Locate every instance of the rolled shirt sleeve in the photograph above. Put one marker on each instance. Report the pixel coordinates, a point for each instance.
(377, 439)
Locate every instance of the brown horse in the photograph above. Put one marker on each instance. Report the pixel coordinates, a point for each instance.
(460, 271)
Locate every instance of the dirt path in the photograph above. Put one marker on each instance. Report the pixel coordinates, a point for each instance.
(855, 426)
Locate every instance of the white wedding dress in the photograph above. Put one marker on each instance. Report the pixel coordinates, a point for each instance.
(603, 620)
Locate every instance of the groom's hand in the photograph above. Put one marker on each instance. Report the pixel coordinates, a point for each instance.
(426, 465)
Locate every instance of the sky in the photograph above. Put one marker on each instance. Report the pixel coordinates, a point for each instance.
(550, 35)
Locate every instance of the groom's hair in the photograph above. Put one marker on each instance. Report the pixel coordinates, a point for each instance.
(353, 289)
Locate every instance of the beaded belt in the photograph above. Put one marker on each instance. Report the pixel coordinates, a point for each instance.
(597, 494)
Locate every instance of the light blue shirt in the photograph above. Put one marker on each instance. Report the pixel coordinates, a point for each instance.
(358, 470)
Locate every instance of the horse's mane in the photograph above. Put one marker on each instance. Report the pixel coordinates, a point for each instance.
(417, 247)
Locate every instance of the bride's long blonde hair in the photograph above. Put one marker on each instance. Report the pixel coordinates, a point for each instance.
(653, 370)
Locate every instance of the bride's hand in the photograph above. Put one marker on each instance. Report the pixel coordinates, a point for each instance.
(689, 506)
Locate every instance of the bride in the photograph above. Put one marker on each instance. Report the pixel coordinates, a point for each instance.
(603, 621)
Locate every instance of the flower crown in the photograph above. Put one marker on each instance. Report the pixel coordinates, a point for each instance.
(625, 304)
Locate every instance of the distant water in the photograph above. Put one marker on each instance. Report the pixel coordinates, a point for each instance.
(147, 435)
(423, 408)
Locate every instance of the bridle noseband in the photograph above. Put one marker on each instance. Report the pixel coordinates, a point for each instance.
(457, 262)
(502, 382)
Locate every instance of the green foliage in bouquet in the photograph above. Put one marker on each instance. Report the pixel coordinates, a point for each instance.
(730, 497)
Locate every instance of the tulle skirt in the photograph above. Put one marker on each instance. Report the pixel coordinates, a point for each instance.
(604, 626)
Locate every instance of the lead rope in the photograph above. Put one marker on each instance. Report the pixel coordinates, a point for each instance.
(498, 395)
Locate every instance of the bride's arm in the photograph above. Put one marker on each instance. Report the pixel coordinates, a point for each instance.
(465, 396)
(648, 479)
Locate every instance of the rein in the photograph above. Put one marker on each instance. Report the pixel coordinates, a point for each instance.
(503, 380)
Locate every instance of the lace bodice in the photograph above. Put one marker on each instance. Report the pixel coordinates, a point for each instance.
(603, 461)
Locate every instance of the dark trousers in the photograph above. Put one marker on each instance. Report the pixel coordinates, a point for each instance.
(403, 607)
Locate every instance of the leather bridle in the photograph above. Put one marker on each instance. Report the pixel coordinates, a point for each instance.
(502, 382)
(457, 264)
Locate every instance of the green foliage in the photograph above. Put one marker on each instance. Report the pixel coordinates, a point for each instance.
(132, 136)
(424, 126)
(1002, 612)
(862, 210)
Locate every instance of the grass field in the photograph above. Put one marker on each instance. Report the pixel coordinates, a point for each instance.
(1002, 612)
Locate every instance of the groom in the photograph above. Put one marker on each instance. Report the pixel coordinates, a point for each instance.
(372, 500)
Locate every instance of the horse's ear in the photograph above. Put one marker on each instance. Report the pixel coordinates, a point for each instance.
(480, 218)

====

__Stated task__. Please retype the whole listing above word for word, keeping every line in its original order.

__The output__.
Locate every instance of the rolled shirt sleeve in the photograph above. Put one marker on each instance. Report the pixel coordinates, a point for each instance.
(377, 439)
Locate every instance of the brown horse in the photograph above. Put one marker on each instance. Report the pixel coordinates, a point for each instance.
(460, 271)
Locate every instance of the dirt path in the photograph above. Put one marker on each instance. Report the pixel coordinates, a point for each instance.
(855, 426)
Locate every instance of the white wedding dress in the photograph above. Put one marker on each instance. Report the pixel coordinates, a point for each instance.
(603, 620)
Locate every instance of the groom's hand in the photograph above. Put one marker on each instance. Report the pixel coordinates, a point for each instance.
(426, 465)
Locate every instance of the sky in the photograph above. Put one marker on each instance. Report the pixel coordinates, a point for each instance.
(550, 35)
Locate every instance of the groom's hair in the photograph above. Put one marker on each instance. Report the pixel coordinates, a point for each instance.
(353, 289)
Locate every instance of the beaded belt in the photograph above. Put one marker on each instance. Report the pixel coordinates, a point for each instance.
(597, 494)
Locate every instance of the light blue shirt in the photograph above. Put one marker on each instance. Report the pixel coordinates, a point for each instance.
(358, 470)
Locate every instance of the horse's mane in the photograph above. Put one marker on each instance. Report the pixel coordinates, a point for each instance.
(417, 247)
Locate every instance of the bride's long blonde hair in the photograph above. Put one marker on each instance. Report the pixel coordinates, a point for each instance.
(653, 370)
Locate every instance of the bride's hand in the photograph above. Put one marker on each instance. Report the pixel coordinates, a point for each instance.
(689, 506)
Locate every instance of the bride in the photograph above. Put one marker on each instance. Report the pixel coordinates, a point for each instance.
(603, 621)
Locate every instance of the flower crown in the photograph above. Put one marker on each instance. Report the pixel coordinates, a point for each instance.
(625, 304)
Locate every instance of the distant water in the photograph above. Put one marker on each instance. Report the pixel coordinates, a point for each instance.
(147, 435)
(423, 408)
Locate every instance of the bridle noseband in the photograph above. Put one marker on each instance. Report the pixel coordinates, a point for each instance.
(457, 262)
(502, 382)
Locate every instance of the green foliage in bouquet in the photograph above. Put one marker on each instance. Report the pixel coordinates, a point for each instance.
(730, 497)
Locate every instance of the tulle skirt in the photograph above. Put one marker on each instance. Report the pixel coordinates, a point for each instance.
(604, 626)
Locate every instance of the lead rope in the photograph above. Put one marker on each instance. Report the pixel coordinates, a point for each instance.
(498, 395)
Locate every instance of the bride's arm in the photograph above. Put one marker on each instance. Report the pixel coordinates, a point for each instance.
(465, 396)
(648, 479)
Locate every instance of the rein in the photograph above. Put one marker on each instance. Report the pixel coordinates, a point for each instance.
(503, 380)
Locate every instance of the lace bodice in the photograph above. Put one marker on each instance. Report the pixel coordinates, a point for each instance.
(603, 461)
Locate every instance of the dark trousers in the photograph above. Put one marker on each instance. Report the pixel coordinates, a point for each instance.
(403, 607)
Locate every instance of the leather bridle in the photograph above. Put one marker on each instance. Report the pixel coordinates, a point for each instance.
(502, 382)
(457, 264)
Locate every instance of the green foliage in the photograph above. Put one marker on each instance. Report the pixel coordinates, a point for each instance.
(132, 136)
(424, 126)
(1002, 612)
(862, 210)
Locate every instance of the grass field in the photograph above. Put one marker on each instance. Report the pixel coordinates, a point for each instance.
(1002, 612)
Locate every instance of the groom in the photograph above. Put one marker on each instance. Report the pixel coordinates, a point for each instance.
(372, 500)
Locate every instance of the horse's ear in the photograph above. Put one marker on each instance. Report the pixel coordinates, a point for each instance.
(480, 218)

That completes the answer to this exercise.